• _ACTION ITEM_
Work through the data line by line, gathering every line that has the word "bark".

• _DATASET_
####################
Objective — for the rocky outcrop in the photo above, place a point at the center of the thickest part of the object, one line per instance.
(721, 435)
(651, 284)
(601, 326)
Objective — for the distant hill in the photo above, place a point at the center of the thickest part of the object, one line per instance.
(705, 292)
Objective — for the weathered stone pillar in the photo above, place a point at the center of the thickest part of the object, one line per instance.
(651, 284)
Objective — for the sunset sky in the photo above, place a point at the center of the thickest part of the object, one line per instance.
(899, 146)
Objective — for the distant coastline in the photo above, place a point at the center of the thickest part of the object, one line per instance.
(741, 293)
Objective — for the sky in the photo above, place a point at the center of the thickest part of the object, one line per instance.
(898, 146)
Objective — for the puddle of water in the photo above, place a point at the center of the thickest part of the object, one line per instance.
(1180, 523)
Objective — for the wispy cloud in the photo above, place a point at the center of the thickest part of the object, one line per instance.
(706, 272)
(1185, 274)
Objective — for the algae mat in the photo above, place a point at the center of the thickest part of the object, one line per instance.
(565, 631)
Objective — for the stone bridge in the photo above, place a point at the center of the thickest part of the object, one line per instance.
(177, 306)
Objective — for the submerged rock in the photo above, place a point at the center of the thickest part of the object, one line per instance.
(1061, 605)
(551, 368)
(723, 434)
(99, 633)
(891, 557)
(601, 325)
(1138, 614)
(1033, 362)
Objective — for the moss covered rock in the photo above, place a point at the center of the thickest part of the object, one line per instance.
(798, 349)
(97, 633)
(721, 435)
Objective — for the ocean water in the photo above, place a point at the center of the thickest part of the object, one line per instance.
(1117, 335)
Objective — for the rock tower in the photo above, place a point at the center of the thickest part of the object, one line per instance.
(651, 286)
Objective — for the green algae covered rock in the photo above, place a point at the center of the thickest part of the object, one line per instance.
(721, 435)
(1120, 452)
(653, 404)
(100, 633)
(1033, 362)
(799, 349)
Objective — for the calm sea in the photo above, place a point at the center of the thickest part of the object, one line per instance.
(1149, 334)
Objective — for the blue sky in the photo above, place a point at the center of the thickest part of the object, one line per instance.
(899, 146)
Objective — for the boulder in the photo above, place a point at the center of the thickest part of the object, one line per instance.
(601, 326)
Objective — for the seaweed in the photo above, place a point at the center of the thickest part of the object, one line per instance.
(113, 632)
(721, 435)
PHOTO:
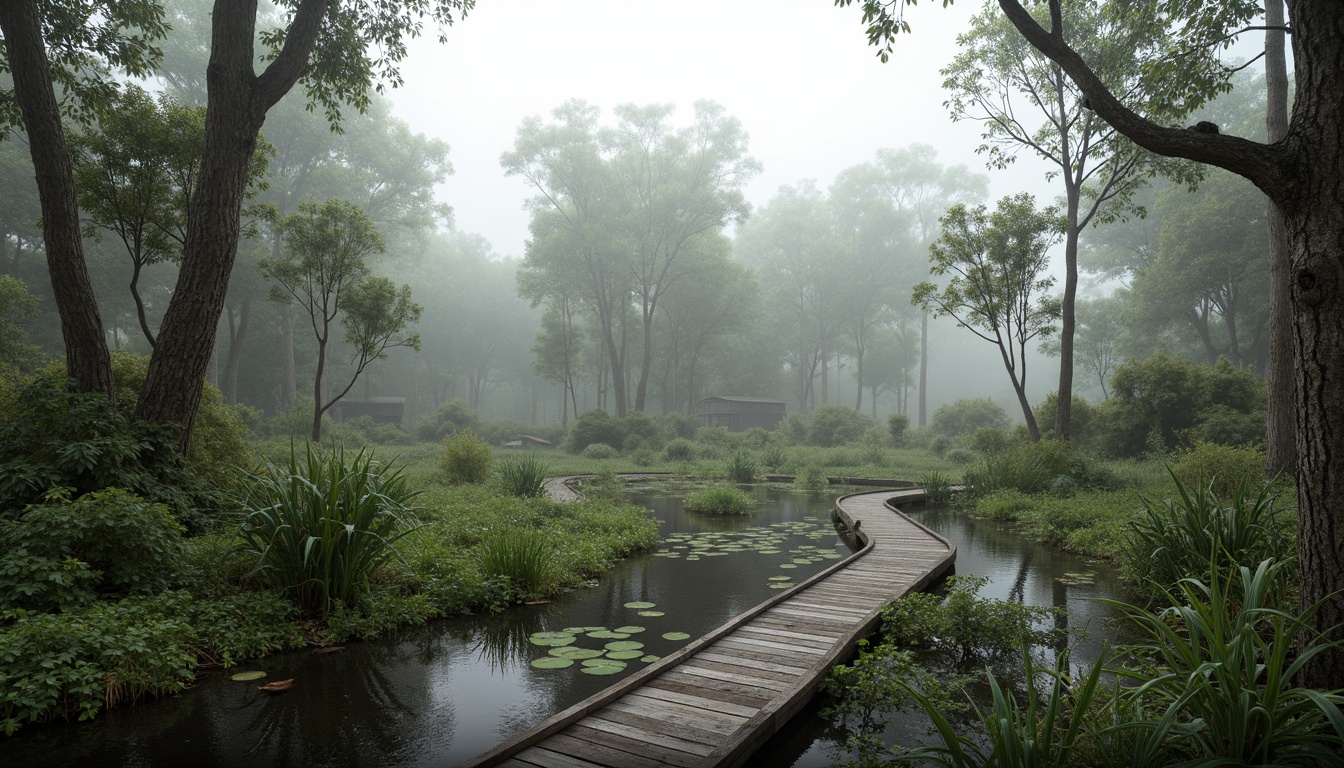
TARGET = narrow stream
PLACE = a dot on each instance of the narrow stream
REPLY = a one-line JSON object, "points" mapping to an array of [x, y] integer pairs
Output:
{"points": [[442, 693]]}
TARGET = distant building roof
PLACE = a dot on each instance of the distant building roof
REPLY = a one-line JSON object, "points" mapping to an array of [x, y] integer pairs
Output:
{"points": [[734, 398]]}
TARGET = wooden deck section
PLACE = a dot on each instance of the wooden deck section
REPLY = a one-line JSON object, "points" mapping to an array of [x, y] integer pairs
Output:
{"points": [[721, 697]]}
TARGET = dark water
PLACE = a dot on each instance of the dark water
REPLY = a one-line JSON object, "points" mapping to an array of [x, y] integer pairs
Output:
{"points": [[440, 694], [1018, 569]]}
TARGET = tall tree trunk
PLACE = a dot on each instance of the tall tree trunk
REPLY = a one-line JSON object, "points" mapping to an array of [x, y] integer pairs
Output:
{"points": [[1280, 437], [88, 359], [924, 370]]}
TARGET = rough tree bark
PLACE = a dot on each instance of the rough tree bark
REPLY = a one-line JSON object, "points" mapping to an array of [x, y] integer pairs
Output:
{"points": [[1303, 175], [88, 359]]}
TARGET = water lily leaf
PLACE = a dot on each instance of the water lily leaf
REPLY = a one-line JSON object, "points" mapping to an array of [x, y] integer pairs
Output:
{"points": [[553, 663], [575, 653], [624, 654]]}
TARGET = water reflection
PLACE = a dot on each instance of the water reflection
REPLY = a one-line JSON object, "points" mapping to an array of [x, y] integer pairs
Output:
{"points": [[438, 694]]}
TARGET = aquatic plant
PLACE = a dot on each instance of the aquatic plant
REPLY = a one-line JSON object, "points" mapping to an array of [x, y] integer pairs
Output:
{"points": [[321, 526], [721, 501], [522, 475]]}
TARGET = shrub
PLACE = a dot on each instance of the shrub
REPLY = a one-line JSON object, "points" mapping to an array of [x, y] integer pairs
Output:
####################
• _FINISHED EXERCISE_
TARGET = rough tree bark
PLACE = a dot on each instance of the rough tree bark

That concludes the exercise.